Objective - Reproduce all of the data word for word.

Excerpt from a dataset
++++++++

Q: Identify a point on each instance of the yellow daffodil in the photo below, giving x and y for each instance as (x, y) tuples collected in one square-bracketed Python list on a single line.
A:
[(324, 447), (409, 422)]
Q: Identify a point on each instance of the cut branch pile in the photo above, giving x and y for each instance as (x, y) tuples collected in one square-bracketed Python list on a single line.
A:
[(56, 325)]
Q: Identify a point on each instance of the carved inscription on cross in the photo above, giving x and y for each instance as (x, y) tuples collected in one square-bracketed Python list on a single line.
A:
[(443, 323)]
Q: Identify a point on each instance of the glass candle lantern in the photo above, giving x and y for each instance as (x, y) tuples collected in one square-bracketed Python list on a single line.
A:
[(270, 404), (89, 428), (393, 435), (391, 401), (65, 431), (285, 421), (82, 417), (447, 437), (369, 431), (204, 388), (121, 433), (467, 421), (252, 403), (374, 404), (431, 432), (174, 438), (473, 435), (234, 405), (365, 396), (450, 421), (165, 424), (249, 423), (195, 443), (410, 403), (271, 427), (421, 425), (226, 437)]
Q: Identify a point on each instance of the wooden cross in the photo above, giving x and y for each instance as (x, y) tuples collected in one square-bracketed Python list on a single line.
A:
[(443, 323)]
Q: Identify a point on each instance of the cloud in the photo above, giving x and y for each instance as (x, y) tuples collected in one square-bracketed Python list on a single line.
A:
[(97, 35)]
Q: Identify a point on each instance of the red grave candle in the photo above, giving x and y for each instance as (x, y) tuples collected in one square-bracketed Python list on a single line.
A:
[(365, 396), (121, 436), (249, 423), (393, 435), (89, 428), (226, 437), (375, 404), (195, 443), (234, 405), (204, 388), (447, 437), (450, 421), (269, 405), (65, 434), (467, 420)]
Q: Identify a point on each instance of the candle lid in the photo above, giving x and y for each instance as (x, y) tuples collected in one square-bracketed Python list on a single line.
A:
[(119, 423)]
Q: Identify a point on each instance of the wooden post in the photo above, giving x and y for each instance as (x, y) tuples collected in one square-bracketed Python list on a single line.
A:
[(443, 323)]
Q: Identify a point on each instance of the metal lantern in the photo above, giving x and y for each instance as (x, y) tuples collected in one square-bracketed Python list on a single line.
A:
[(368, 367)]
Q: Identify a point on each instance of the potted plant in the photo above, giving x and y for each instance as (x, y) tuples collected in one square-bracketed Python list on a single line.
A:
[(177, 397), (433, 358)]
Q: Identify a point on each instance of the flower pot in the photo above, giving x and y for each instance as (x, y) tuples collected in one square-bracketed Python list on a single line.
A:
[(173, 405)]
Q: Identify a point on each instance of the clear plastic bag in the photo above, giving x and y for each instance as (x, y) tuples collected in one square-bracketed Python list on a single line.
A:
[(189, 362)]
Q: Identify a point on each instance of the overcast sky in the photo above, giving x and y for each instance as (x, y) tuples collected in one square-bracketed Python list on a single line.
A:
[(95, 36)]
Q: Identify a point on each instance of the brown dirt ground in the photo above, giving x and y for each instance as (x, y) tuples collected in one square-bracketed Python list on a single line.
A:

++++++++

Worked answer -
Q: Identify a point on each instance of the yellow daffodil in the photo below, giving x and y for each instance as (x, y) tuples collected in one square-bracketed Python list on a single line.
A:
[(324, 447), (409, 422)]
Q: Identify a point on each instance of the cut branch pile in the photo above, giving x and y for each instance as (x, y) tuples collected in one square-bracketed Python list on a single line.
A:
[(56, 325)]
Q: Identify a point on each instance of the carved inscription on cross in the photo above, giving x and y for each instance as (x, y) tuples collected in one square-bracketed Python list on a single line.
A:
[(443, 323)]
Q: Identify a point on each instance of the glass candle lantern in the photo above, giving x and y for each instance as (x, y) tuples collected in one square-bracketed Python list on a single line.
A:
[(270, 404), (89, 428), (393, 435), (391, 401), (65, 431), (285, 421), (82, 417), (447, 437), (369, 431), (204, 388), (121, 433), (467, 421), (252, 403), (374, 404), (431, 432), (174, 438), (473, 435), (234, 405), (365, 396), (450, 421), (165, 424), (249, 423), (195, 443), (410, 403), (271, 427), (421, 425), (226, 437)]
Q: Identify a point on each instance of the wooden cross in the photo above, giving x and y for each instance as (x, y) tuples collected in one square-bracketed Python list on a single line.
A:
[(443, 323)]
Q: Identify a point on each instance of the cloud in the photo above, giving x and y for each instance as (x, y) tuples collected in one square-bracketed Python list on a single line.
A:
[(97, 35)]
Q: Identify a point on each instance of the red grave candle in the photo above, giving x and y for each instance as (x, y) tuples collected in one square-bracketed Python list on a single line.
A:
[(365, 396), (121, 436), (249, 423), (393, 435), (89, 428), (226, 437), (375, 404), (195, 443), (234, 405), (204, 388), (447, 437), (450, 421), (269, 405), (65, 434), (467, 420)]
Q: Identify a point on each instance of the candle lid in the photo above, giving x and y for each instance as (x, y) tuples collected in one square-bracketed Python list on a single line.
A:
[(119, 423)]
Q: Identify a point on each instance of the wooden post in the photo above, giving x and y for each instance as (x, y) tuples collected in one square-bracketed Python list on a single line.
A:
[(443, 323)]
Q: Identify a point on each instance of the metal lantern in the photo above, giving x and y for each instance as (x, y) tuples collected in one square-bracketed Python list on a single line.
A:
[(368, 367)]
Q: Identify a point on each instance of the potted plant in the photo above, giving x and y for each instance as (x, y) tuples collected in one square-bracketed Python list on a single line.
A:
[(177, 397), (433, 358)]
Q: Identify a point on each instance of the flower pot in the photo above, giving x and y for each instance as (x, y) tuples collected in one square-bracketed Python list on a single line.
A:
[(173, 405)]
Q: Identify a point on each instance of the clear plastic bag in the photo above, giving x and y for each instance as (x, y) tuples collected in one square-bracketed Python list on a single line.
A:
[(189, 362)]
Q: Identify a point on each instance of the overcast sky in the photo above, giving x and y for each instance as (x, y) tuples collected in one square-bracketed Python list on a single line.
A:
[(95, 36)]
Q: Identify a point on each instance of the brown dirt ground in the photo above, giving x and y for each instance as (x, y) tuples collected in one square-bracketed Python list on a single line.
A:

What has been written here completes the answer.